EXERCISE AIM: If a line in the entries includes "below", show that line.

Source data:
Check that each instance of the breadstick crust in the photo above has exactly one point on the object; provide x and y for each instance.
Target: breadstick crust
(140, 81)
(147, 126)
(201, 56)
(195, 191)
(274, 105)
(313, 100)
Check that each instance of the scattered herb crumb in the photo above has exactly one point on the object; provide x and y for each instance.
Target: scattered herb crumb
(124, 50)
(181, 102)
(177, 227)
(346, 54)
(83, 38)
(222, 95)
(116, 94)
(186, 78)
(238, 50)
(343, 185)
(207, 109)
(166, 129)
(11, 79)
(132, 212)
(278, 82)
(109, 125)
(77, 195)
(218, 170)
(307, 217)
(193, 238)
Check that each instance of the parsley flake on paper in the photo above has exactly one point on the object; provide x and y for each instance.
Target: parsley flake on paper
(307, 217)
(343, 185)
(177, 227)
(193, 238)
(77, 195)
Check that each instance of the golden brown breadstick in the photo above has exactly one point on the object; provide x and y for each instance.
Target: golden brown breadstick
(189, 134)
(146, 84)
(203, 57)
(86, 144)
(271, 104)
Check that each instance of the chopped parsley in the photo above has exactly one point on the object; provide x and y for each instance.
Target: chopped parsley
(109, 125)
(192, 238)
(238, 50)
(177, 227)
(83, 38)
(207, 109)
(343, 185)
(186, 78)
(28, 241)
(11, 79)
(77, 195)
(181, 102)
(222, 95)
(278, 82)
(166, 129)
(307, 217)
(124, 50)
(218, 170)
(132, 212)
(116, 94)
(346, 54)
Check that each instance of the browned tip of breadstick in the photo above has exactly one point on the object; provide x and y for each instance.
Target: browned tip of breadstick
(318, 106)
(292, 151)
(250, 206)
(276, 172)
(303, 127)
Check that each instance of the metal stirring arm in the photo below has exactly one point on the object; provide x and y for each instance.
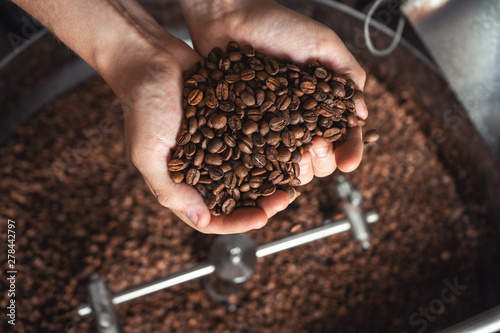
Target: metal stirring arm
(232, 258)
(207, 268)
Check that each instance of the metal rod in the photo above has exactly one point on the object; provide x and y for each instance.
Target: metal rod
(485, 322)
(309, 236)
(189, 274)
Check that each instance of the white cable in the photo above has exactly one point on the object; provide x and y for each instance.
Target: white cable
(366, 32)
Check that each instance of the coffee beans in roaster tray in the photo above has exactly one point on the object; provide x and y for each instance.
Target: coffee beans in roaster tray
(250, 117)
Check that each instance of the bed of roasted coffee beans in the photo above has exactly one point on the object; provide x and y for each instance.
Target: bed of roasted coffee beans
(249, 119)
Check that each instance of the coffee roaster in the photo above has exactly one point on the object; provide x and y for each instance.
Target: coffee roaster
(232, 260)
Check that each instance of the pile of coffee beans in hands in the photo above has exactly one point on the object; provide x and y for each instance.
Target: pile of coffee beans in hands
(249, 118)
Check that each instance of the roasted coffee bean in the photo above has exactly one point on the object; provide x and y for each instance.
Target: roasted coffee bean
(211, 101)
(259, 160)
(247, 98)
(208, 133)
(275, 176)
(283, 102)
(337, 90)
(296, 156)
(273, 138)
(255, 64)
(183, 138)
(371, 136)
(175, 165)
(178, 153)
(288, 138)
(248, 120)
(193, 125)
(247, 161)
(244, 147)
(277, 124)
(352, 120)
(255, 182)
(249, 127)
(234, 123)
(284, 154)
(296, 169)
(325, 87)
(216, 173)
(214, 145)
(247, 74)
(213, 159)
(189, 150)
(193, 176)
(230, 180)
(177, 177)
(267, 106)
(219, 121)
(199, 157)
(195, 97)
(241, 171)
(205, 180)
(307, 87)
(254, 114)
(226, 105)
(295, 182)
(258, 140)
(229, 140)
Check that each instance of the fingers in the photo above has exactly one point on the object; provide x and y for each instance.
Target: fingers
(319, 161)
(348, 154)
(322, 157)
(274, 203)
(306, 168)
(245, 219)
(241, 220)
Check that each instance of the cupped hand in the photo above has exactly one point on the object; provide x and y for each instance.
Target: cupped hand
(273, 29)
(151, 94)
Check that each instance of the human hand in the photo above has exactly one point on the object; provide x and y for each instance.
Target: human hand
(273, 29)
(151, 94)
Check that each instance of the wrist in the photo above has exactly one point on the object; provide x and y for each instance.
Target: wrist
(199, 13)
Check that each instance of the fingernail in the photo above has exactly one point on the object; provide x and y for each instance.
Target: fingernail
(320, 152)
(192, 216)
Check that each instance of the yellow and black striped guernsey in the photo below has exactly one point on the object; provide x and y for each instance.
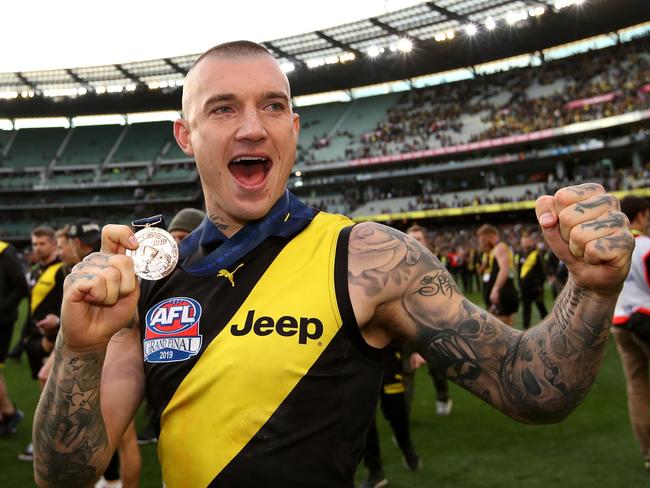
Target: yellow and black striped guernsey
(258, 373)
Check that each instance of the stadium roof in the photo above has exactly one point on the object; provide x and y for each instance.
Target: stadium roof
(430, 37)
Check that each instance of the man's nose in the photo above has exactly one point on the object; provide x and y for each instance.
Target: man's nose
(252, 127)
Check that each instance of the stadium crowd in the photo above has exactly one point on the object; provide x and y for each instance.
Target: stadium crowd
(608, 82)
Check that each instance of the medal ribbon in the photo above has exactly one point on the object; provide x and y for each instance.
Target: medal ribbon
(285, 219)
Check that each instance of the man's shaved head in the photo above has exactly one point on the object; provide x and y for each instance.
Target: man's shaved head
(228, 50)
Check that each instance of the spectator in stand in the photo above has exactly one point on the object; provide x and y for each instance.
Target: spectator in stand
(631, 325)
(499, 290)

RESULT:
Check that each instance of the metal stirring arm in the photo below has exactly one point on the object; provide x and y for each instance.
Check that each instance of the yellow and black striped guernsey in the photo below has exactly one point on the object; provide x and y for each instance.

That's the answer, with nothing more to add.